» **Stated exercise**: Reproduce each of the following records verbatim, leaving out the pictures.

» **Records for processing**:
## START
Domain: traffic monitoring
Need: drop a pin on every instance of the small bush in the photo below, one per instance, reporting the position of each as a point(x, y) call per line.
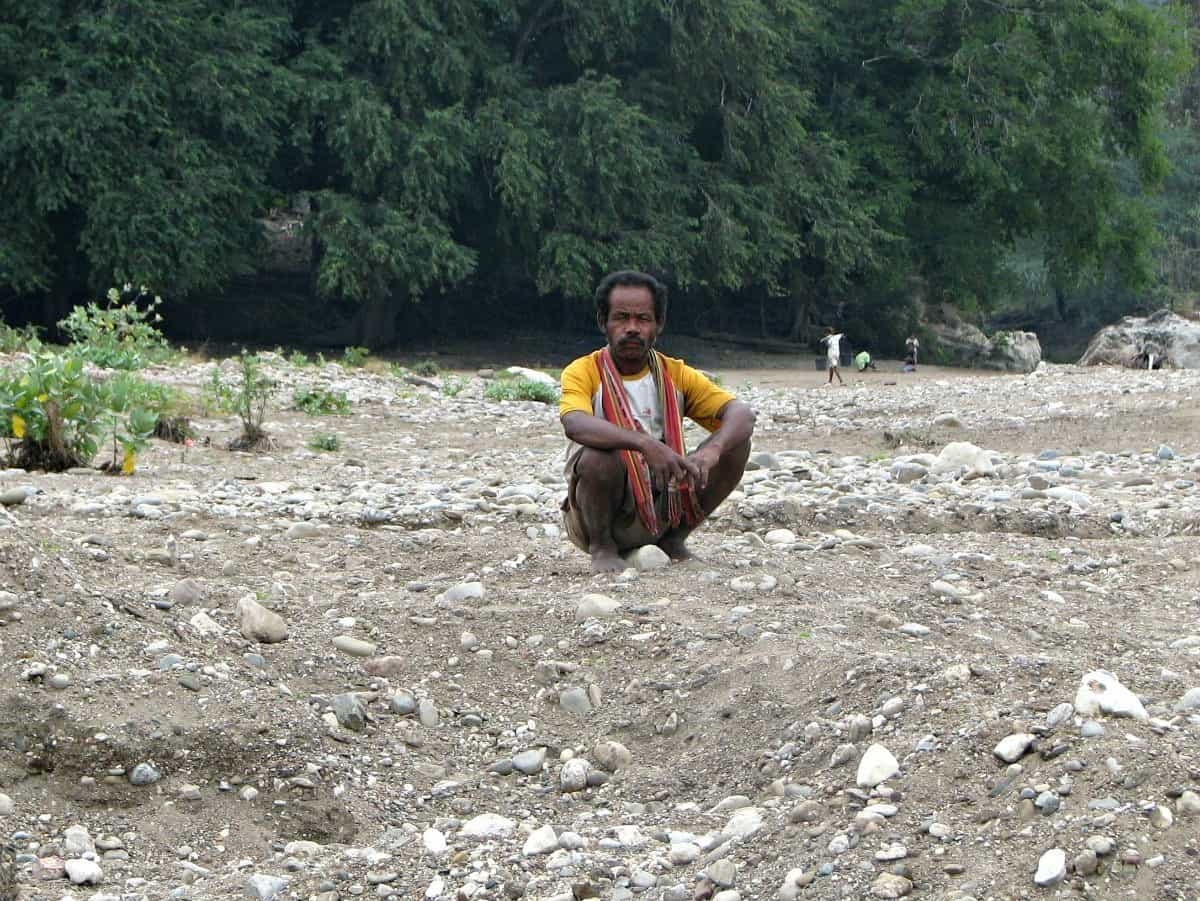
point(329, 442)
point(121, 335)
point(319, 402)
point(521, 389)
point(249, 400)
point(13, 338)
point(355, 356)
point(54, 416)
## END
» **Response below**:
Domain: traffic monitoring
Need: drop a pin on every instance of the small bush in the photo below, one per instance, reporting the position of each as a point(x, y) call per line.
point(329, 442)
point(121, 335)
point(319, 402)
point(521, 389)
point(249, 400)
point(13, 338)
point(355, 356)
point(54, 416)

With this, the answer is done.